TEXTO DE ORIGEM
- - - - -

É ilegal a exigência de CID para o atestado médico ter validade. Com este entendimento a Seção Especializada em Dissídios Coletivos do Tribunal Superior do Trabalho manteve a nulidade de cláusula coletiva que previa a obrigatoriedade da informação sobre a Classificação Internacional de Doenças (CID) como requisito para o abono de faltas para empregados.
Por maioria, os ministros entenderam que a cláusula negociada viola garantias constitucionais.
A decisão foi tomada no julgamento de um recurso ordinário interposto a decisão do Tribunal Regional do Trabalho da 8ª Região (PA-AP). A corte havia acolhido pedido do Ministério Público do Trabalho para anular a cláusula do acordo firmado entre o Sindicato dos Trabalhadores na Indústria da Alimentação no Estado do Pará e do Amapá e a Mercúrio Alimentos, de Xinguara (PA).

- - - - -

Dados de localização apoiados em imagens

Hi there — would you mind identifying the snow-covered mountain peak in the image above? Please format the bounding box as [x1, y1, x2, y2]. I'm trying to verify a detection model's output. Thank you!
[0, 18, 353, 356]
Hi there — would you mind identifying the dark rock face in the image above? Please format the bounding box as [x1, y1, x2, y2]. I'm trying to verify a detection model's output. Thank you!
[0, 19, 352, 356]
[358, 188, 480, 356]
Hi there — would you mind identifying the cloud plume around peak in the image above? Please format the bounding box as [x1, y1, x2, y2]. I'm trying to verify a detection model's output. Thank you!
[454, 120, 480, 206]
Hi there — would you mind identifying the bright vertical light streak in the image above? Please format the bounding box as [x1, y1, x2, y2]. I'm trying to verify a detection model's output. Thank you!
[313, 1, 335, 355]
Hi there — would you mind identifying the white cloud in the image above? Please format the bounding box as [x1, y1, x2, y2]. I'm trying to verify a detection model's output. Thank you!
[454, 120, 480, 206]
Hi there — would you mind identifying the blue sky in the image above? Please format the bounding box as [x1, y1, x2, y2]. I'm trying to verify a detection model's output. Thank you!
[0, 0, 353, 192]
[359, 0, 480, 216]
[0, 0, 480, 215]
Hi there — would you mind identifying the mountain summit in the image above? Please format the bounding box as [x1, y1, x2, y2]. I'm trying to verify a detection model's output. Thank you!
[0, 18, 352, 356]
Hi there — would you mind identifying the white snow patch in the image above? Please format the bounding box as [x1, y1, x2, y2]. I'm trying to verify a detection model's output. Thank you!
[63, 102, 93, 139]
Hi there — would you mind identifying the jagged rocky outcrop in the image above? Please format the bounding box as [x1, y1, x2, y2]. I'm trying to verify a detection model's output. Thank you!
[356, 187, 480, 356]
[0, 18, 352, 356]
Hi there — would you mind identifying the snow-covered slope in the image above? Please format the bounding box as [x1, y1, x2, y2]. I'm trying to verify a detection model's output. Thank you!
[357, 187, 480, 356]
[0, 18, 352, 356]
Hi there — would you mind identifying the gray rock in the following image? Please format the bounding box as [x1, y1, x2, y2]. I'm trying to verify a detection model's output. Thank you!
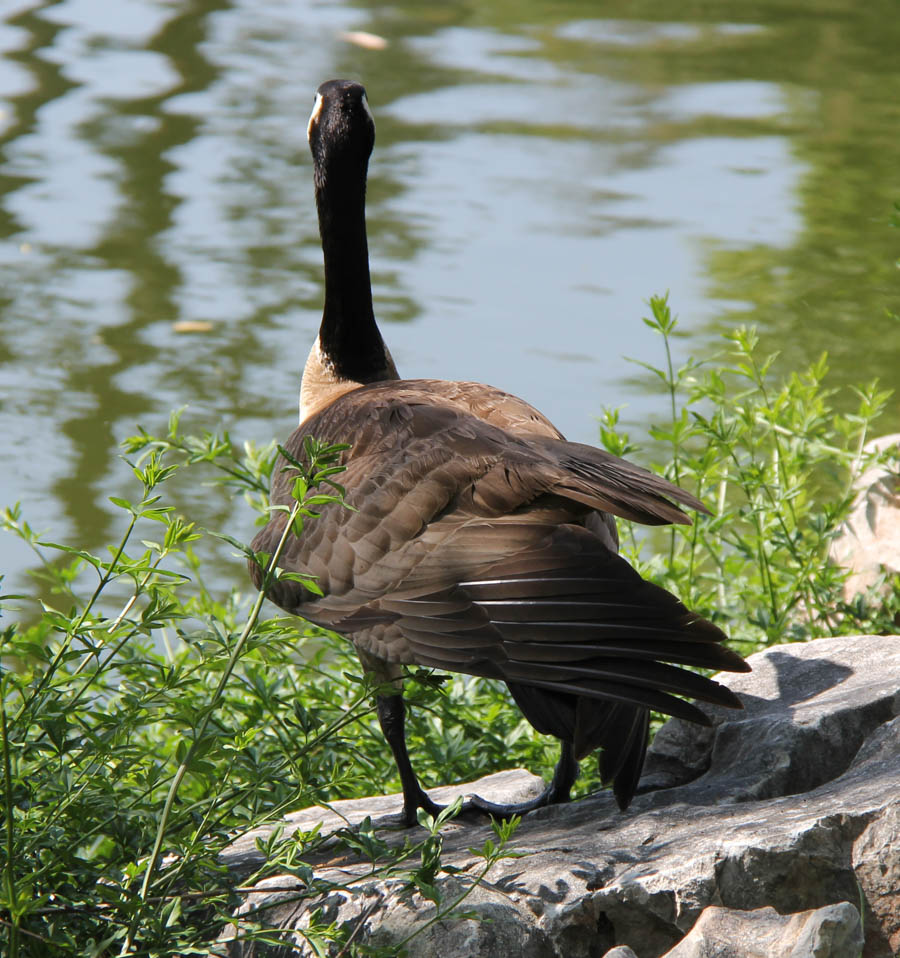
[664, 902, 863, 958]
[219, 636, 900, 958]
[852, 804, 900, 955]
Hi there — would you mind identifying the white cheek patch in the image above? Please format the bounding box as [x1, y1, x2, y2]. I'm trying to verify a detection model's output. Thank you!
[363, 93, 375, 128]
[306, 93, 325, 140]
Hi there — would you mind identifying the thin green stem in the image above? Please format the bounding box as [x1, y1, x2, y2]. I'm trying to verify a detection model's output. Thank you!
[0, 696, 19, 958]
[126, 502, 302, 955]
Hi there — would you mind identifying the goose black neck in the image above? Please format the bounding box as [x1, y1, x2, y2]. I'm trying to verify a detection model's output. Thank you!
[316, 162, 386, 383]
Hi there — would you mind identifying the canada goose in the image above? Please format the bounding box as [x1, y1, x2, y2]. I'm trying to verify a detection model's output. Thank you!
[251, 80, 748, 824]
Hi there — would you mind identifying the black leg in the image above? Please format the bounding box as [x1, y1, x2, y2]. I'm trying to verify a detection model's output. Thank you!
[377, 694, 578, 826]
[377, 693, 443, 825]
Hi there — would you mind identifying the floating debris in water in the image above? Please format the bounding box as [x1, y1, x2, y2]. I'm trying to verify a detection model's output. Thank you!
[172, 319, 212, 333]
[338, 30, 387, 50]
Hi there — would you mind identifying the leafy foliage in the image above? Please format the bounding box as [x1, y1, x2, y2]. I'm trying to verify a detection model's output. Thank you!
[601, 297, 898, 652]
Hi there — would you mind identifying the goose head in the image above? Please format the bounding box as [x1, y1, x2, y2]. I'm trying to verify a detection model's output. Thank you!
[306, 80, 375, 192]
[300, 80, 399, 422]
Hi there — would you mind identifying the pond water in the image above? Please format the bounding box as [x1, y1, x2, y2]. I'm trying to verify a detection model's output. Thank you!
[0, 0, 900, 589]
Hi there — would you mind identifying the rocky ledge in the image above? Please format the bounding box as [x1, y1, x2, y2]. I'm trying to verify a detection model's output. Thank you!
[216, 635, 900, 958]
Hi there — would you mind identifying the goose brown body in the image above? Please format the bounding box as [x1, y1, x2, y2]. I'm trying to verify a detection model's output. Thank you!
[251, 81, 747, 821]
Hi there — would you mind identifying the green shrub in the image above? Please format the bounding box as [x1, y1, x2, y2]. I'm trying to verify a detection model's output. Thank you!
[0, 299, 896, 958]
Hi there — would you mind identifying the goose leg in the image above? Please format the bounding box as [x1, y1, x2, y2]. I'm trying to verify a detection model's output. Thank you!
[376, 693, 578, 826]
[376, 693, 444, 825]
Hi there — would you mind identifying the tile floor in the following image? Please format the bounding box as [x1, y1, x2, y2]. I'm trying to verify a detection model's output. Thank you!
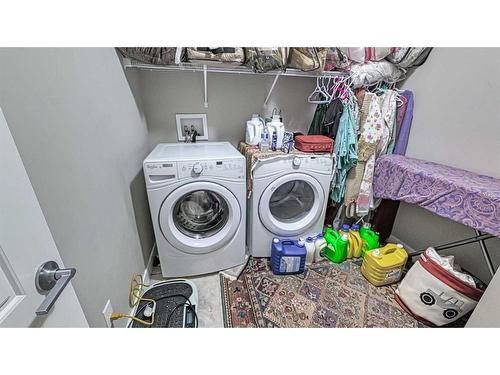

- - - - -

PROBLEMAS A RESOLVER
1: Responda com base no texto sobre a exigência de CID:
(a) Qual seção do Tribunal Superior do Trabalho manteve a nulidade da cláusula coletiva?
(b) Segundo o entendimento dos ministros, o que a cláusula negociada viola?
(c) Quem havia feito ao Tribunal Regional do Trabalho da 8ª Região o pedido para anular a cláusula?
2: Troque "garantias constitucionais" por "direitos constitucionais" e reescreva o trecho do texto sobre a exigência de CID de "É ilegal a exigência" a "viola garantias constitucionais.".

RESULTADOS POR TAREFA
1:
(a) A Seção Especializada em Dissídios Coletivos.
(b) Garantias constitucionais.
(c) O Ministério Público do Trabalho.

2:
É ilegal a exigência de CID para o atestado médico ter validade. Com este entendimento a Seção Especializada em Dissídios Coletivos do Tribunal Superior do Trabalho manteve a nulidade de cláusula coletiva que previa a obrigatoriedade da informação sobre a Classificação Internacional de Doenças (CID) como requisito para o abono de faltas para empregados.
Por maioria, os ministros entenderam que a cláusula negociada viola direitos constitucionais.